§ Problem: Rewrite the lines from the line containing "--target ash-covered soil" through the line containing "[[513, 341], [509, 227], [1, 218], [4, 341]]" as a Markdown table with the columns Row and Line, numbering each row and skipping blank lines. Include only those lines.

§ Data to process:
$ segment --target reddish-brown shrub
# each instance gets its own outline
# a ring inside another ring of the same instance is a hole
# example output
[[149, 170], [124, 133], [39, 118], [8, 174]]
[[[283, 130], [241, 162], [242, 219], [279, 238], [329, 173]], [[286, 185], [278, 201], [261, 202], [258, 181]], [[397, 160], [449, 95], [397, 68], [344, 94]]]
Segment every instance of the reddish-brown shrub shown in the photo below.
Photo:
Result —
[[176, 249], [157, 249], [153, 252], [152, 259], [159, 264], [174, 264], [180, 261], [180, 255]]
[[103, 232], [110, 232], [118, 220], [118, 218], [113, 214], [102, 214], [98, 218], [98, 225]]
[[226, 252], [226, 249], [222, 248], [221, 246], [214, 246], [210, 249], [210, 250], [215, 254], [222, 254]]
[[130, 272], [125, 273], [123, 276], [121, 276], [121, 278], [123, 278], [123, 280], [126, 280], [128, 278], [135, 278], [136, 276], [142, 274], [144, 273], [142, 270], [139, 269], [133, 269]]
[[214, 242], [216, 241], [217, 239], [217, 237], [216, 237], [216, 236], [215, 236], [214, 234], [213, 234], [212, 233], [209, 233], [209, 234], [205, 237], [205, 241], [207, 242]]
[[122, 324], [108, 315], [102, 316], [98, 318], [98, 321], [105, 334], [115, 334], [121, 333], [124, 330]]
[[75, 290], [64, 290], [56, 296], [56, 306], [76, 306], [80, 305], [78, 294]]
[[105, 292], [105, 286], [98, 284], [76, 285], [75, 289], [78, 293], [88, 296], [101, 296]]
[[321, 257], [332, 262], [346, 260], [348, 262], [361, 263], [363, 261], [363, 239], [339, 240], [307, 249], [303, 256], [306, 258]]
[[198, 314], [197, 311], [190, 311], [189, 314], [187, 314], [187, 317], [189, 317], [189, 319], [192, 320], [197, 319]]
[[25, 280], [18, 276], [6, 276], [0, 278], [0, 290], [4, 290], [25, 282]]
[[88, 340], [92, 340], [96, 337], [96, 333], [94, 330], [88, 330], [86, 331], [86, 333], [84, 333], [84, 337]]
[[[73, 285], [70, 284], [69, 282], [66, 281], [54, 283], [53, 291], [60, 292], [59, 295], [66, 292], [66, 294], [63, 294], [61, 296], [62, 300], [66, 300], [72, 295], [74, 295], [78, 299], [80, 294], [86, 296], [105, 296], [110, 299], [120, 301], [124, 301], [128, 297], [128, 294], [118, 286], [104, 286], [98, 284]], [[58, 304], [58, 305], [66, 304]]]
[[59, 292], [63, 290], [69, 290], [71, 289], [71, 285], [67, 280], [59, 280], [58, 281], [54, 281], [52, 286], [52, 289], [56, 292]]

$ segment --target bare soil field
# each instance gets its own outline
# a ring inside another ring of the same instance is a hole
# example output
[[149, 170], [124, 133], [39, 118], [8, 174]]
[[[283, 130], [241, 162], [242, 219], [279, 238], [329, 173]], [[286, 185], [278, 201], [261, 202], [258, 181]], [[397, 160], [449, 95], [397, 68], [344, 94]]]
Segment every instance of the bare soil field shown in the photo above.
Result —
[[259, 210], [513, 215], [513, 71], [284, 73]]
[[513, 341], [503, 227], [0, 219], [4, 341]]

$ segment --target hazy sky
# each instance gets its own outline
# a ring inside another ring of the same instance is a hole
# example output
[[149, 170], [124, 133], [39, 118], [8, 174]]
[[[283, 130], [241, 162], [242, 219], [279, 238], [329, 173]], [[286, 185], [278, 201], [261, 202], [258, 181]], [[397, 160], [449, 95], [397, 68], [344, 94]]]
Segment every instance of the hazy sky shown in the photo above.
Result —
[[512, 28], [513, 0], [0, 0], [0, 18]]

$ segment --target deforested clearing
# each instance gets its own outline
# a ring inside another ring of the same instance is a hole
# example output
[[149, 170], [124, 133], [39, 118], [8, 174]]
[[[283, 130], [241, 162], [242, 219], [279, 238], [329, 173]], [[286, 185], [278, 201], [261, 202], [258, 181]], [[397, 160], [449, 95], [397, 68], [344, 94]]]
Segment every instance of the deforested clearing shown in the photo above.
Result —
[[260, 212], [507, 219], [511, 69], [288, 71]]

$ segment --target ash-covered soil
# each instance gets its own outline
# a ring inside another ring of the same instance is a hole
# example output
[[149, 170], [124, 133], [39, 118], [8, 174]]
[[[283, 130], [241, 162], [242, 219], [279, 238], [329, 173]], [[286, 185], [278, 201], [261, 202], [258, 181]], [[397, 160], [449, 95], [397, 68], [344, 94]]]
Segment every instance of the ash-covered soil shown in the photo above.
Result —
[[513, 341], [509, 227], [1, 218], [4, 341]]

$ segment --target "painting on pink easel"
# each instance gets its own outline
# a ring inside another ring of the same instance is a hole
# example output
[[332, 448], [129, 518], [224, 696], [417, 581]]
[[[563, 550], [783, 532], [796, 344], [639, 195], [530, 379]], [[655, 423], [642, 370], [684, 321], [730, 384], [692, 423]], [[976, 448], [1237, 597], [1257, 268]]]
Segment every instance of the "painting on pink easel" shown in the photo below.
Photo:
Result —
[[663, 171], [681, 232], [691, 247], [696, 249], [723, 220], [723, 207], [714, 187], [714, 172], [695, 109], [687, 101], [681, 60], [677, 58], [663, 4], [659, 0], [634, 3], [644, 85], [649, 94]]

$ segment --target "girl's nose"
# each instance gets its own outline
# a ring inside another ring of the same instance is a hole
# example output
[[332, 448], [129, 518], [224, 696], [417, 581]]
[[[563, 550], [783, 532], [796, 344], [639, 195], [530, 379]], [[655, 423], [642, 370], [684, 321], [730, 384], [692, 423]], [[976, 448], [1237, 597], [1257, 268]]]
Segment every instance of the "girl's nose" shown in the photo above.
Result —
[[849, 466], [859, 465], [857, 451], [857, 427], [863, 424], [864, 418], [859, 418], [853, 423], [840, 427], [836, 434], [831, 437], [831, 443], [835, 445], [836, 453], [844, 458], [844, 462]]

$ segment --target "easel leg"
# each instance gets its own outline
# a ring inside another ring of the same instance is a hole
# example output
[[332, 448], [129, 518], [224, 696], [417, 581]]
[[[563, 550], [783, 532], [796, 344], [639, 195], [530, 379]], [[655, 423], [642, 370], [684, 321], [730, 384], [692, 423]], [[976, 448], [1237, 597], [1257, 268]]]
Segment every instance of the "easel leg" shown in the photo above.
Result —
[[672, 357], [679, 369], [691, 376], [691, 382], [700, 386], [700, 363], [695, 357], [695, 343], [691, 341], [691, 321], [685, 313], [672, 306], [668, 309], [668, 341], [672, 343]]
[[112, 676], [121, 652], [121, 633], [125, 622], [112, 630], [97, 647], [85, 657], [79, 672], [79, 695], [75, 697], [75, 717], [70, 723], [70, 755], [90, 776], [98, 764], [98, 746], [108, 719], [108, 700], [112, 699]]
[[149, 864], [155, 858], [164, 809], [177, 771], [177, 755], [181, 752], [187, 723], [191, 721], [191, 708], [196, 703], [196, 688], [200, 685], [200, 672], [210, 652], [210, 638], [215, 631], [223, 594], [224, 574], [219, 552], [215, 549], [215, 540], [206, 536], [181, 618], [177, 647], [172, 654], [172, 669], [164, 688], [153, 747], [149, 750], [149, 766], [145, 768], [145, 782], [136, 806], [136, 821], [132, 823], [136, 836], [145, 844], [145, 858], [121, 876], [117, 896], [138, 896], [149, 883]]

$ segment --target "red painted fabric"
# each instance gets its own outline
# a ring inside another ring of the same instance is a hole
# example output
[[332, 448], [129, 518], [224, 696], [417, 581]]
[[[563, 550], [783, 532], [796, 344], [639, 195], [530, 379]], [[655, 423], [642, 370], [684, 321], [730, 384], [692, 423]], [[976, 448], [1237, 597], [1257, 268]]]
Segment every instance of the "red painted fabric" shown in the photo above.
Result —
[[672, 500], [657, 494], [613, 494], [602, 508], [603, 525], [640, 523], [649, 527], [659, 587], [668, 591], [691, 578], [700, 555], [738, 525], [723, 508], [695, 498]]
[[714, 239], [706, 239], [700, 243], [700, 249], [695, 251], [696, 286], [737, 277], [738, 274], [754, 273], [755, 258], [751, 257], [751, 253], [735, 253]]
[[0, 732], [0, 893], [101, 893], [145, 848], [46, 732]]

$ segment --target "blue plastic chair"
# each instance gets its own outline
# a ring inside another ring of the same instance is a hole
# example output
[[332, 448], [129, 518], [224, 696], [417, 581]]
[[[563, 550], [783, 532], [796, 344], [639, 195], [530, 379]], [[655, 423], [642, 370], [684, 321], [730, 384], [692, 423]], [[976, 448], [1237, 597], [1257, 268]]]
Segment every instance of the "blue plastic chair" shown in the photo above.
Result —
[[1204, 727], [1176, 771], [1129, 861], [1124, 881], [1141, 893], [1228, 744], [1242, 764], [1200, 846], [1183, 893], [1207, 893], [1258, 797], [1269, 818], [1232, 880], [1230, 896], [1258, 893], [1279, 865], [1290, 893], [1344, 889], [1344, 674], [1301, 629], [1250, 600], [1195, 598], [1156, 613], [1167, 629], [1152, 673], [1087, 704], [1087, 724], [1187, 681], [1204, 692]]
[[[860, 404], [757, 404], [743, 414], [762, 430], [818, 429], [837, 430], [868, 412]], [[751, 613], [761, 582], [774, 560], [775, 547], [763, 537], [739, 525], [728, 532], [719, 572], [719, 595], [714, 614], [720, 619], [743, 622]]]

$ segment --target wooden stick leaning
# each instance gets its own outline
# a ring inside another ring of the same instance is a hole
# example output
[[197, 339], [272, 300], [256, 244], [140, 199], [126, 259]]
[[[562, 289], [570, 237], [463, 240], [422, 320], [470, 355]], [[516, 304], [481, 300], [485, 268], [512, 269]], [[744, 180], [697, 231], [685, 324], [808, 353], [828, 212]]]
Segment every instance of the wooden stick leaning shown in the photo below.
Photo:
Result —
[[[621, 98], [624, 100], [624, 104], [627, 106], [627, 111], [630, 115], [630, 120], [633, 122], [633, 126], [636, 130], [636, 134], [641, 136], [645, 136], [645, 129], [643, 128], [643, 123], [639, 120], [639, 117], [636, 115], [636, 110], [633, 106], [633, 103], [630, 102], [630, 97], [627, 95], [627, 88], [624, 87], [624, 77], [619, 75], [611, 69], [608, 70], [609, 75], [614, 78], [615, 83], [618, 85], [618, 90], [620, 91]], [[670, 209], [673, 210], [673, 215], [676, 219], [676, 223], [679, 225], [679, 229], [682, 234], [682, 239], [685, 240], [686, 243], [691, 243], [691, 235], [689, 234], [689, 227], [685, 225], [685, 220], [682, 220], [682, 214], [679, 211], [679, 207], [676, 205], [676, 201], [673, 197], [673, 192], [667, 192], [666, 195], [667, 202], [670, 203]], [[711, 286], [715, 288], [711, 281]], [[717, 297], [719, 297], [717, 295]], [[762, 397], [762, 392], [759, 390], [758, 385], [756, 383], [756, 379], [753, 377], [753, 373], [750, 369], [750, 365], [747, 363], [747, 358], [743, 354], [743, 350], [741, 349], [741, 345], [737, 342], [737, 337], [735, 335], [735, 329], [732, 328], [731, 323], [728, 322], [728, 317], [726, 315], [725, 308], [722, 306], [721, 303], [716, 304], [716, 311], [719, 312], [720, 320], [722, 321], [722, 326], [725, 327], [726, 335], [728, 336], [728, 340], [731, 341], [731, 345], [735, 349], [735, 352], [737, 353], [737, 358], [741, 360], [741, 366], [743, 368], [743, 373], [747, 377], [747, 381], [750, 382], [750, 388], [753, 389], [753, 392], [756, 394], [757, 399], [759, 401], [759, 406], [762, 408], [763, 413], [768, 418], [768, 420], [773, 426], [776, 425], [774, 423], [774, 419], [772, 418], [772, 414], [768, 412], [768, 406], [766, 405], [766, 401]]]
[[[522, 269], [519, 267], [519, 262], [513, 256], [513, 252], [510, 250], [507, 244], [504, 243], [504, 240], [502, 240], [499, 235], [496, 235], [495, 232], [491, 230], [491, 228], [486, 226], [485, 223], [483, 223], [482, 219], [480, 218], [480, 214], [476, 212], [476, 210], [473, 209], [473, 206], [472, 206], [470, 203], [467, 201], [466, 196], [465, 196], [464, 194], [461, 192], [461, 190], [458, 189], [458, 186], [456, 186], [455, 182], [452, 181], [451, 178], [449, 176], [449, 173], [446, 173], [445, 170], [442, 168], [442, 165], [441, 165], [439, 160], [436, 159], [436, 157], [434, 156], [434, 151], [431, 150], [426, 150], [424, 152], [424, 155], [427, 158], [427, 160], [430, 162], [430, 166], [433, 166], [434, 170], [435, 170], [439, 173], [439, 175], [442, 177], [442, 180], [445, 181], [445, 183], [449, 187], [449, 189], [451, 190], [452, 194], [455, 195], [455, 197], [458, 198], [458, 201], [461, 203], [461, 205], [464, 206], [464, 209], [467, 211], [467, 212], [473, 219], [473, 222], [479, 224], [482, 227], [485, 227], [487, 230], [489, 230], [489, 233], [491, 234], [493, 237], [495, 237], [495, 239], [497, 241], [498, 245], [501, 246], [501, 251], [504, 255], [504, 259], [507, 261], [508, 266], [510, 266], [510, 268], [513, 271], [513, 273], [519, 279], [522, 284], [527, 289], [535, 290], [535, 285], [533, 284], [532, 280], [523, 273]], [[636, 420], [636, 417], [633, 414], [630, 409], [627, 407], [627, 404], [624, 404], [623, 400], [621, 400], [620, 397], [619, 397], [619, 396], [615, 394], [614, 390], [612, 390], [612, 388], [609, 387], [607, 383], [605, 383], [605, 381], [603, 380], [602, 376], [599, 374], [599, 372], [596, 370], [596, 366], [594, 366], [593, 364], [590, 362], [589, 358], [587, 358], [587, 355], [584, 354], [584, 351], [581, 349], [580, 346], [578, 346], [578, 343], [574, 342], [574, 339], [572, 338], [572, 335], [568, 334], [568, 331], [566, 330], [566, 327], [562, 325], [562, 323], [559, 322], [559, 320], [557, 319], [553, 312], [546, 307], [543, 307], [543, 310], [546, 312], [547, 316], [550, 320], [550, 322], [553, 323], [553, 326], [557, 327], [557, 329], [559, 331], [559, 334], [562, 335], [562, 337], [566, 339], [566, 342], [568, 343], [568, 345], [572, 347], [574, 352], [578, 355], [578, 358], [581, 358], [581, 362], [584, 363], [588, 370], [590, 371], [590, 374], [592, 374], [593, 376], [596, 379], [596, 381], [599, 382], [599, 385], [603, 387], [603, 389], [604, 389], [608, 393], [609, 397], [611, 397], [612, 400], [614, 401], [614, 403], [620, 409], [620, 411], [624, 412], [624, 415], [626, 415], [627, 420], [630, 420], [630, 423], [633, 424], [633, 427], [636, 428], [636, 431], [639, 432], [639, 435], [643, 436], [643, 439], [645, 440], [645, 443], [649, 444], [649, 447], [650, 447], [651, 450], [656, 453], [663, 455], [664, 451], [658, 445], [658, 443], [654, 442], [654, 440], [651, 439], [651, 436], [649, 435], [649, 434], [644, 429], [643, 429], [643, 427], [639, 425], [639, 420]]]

§ Answer to this task:
| Row | Line |
|---|---|
| 1 | $ segment --target ash-covered soil |
| 2 | # each instance gets its own outline |
| 3 | # a ring inside another ring of the same instance is a hole |
| 4 | # example output |
| 5 | [[149, 170], [124, 133], [39, 118], [8, 174]] |
| 6 | [[[283, 130], [241, 162], [242, 219], [279, 238], [329, 173]], [[286, 185], [278, 201], [261, 202], [258, 181]], [[397, 160], [449, 95], [397, 68], [344, 94]]] |
| 7 | Segment every instance of the ash-covered soil shown in the photo above. |
| 8 | Result — |
| 9 | [[513, 341], [509, 227], [1, 218], [4, 341]] |